### [TASK REQUIREMENTS]
Leaving every picture out, repeat all of the entries below exactly.

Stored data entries
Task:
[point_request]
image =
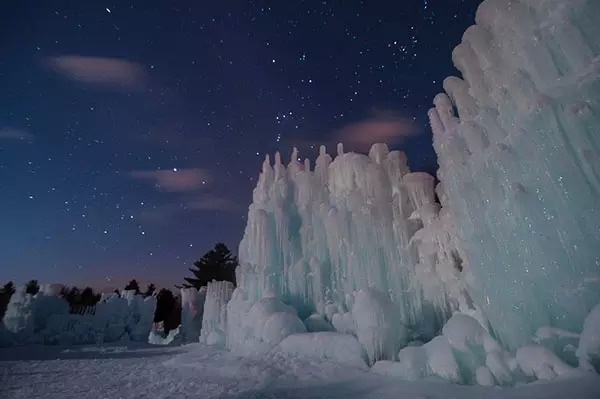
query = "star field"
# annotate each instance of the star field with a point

### [EXERCISE ANSWER]
Task:
[point_request]
image =
query = "star field"
# annotate each instance of the star field with a point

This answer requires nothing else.